## Short exercise
Lay out all the lines of the items below as a numbered list, skipping any blank lines and leaving out the pictures.

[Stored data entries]
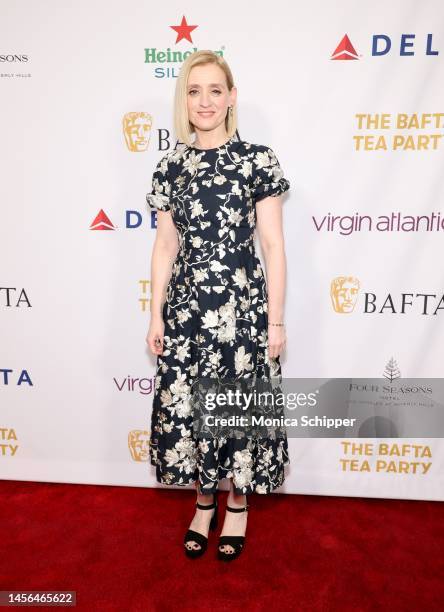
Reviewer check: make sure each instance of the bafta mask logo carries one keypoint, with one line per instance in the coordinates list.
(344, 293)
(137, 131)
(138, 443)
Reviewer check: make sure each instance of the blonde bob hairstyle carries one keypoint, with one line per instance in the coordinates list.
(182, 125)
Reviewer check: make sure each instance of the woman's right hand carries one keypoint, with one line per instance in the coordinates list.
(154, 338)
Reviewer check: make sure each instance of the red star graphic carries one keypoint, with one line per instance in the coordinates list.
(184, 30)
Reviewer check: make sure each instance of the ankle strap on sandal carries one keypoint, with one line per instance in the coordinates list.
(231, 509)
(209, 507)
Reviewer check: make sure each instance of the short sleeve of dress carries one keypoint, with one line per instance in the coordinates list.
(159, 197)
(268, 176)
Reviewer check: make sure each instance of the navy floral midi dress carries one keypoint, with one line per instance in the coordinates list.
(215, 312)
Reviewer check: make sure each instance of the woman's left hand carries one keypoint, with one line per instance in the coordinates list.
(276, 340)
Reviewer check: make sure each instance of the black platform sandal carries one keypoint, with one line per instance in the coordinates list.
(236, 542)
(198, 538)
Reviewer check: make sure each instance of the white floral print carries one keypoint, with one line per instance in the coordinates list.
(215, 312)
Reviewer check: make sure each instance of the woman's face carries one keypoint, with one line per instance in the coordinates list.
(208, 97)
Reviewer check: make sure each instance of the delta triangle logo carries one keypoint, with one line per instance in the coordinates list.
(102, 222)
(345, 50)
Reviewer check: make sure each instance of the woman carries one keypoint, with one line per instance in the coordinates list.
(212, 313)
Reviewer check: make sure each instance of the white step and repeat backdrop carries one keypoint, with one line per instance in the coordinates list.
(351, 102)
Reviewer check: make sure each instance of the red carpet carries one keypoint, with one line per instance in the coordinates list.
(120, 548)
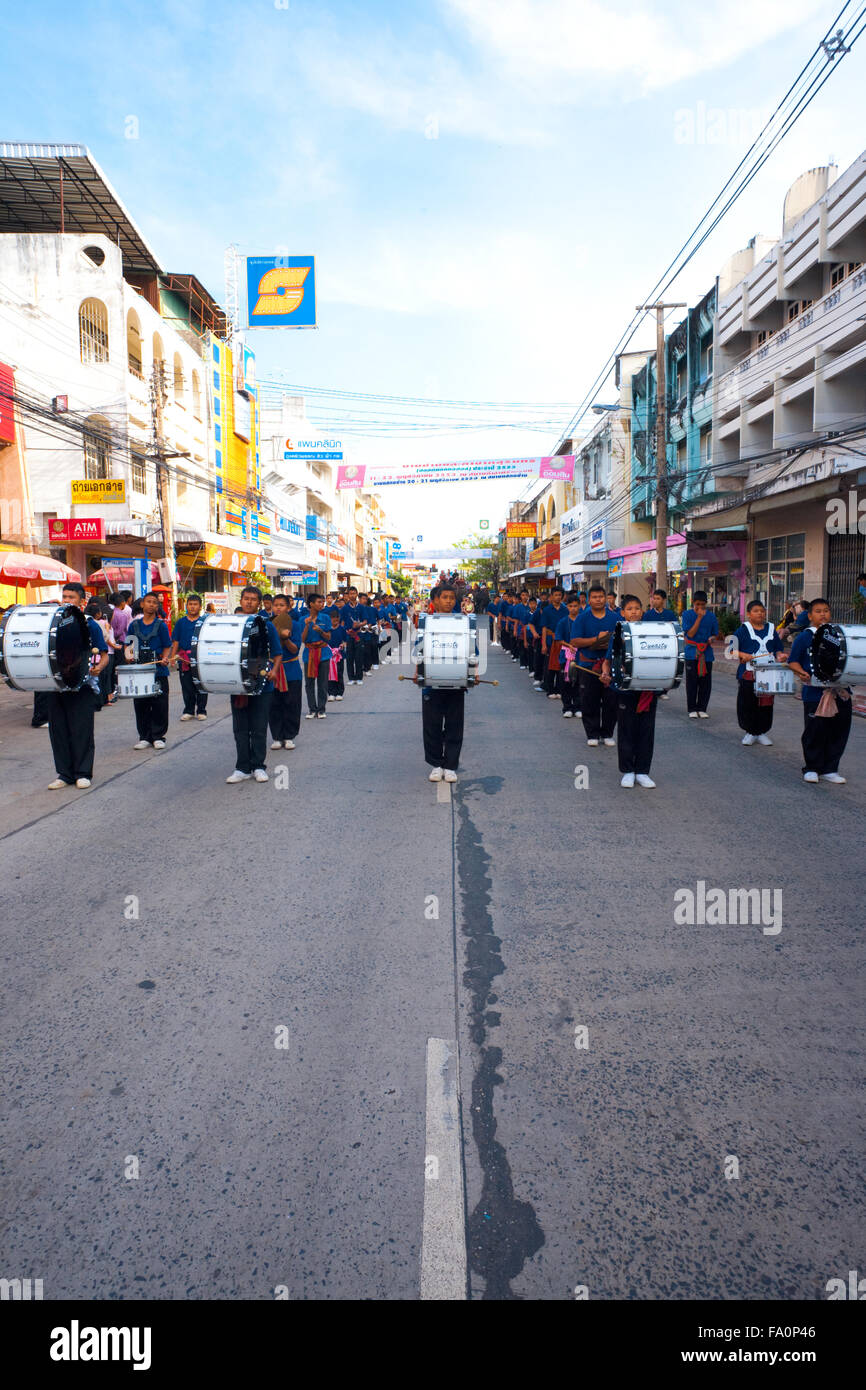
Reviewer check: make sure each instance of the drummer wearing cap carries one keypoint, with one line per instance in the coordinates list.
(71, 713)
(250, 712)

## Exercise response
1. Reviewer check: make sure each instance of the bafta mask logo carries one keypoint, with one line per instance in the coordinates list.
2. (344, 293)
3. (137, 131)
4. (138, 443)
5. Reviewer check: make sure each instance of the blonde bob hairstyle carries one keypoint, with one line per instance in the coordinates list.
6. (182, 125)
7. Reviewer check: make sure each instance of the woman's right hand carries one keypoint, with one line per instance in the coordinates list.
8. (154, 338)
9. Reviewer check: make sure each instance of the red star graphic carries one keypoint, with one line per instance in the coordinates list.
10. (184, 30)
11. Reviewer check: make sure each instance of the ankle strap on sandal carries one keypoint, with one line per instance in the coordinates list.
12. (231, 509)
13. (209, 507)
14. Reviewer check: make sure each instance of the short sleeve of dress carries one keypoint, with one line per instance in the coordinates list.
15. (159, 197)
16. (268, 176)
17. Reviewer check: make sure each instance of the navy floral midi dress carries one keypoint, with one line per instance in the coordinates list.
18. (215, 312)
19. Reviewer check: make sure each instance of the woman's left hand carries one keypoint, with one line per instance in the coordinates list.
20. (276, 340)
21. Reviewer check: make sure each instance of the black platform sandal carries one keypoint, with one line per instance in the coordinates list.
22. (236, 542)
23. (198, 538)
24. Reviewer check: make sure each instance of the white floral print carries one keypoint, with one line per instance in the coordinates list.
25. (215, 312)
26. Reviewer check: make sure each instance of the woman's face carries one keypoint, with one line per instance in the coordinates list.
27. (208, 97)
28. Reviewer check: make sure each instance of the delta triangle logo carries one keypoint, with one line per instance in the coordinates list.
29. (102, 222)
30. (345, 50)
31. Reviewer check: make sure each instance of the woman carries one keypoint, with one line per instance in the coordinates list.
32. (212, 313)
33. Reviewer check: make sure each instance of the white step and repeat backdrop carries one keypoint, with one line per instance in the coordinates list.
34. (351, 102)
35. Reviewer check: make sure each instance of the red carpet carries one keypoint, with one line per instance in the coordinates list.
36. (120, 548)
37. Reviewer check: make sure each instance of the drummer wearing cap carries one keypoint, with one line per instance in the coordinates list.
38. (71, 713)
39. (250, 712)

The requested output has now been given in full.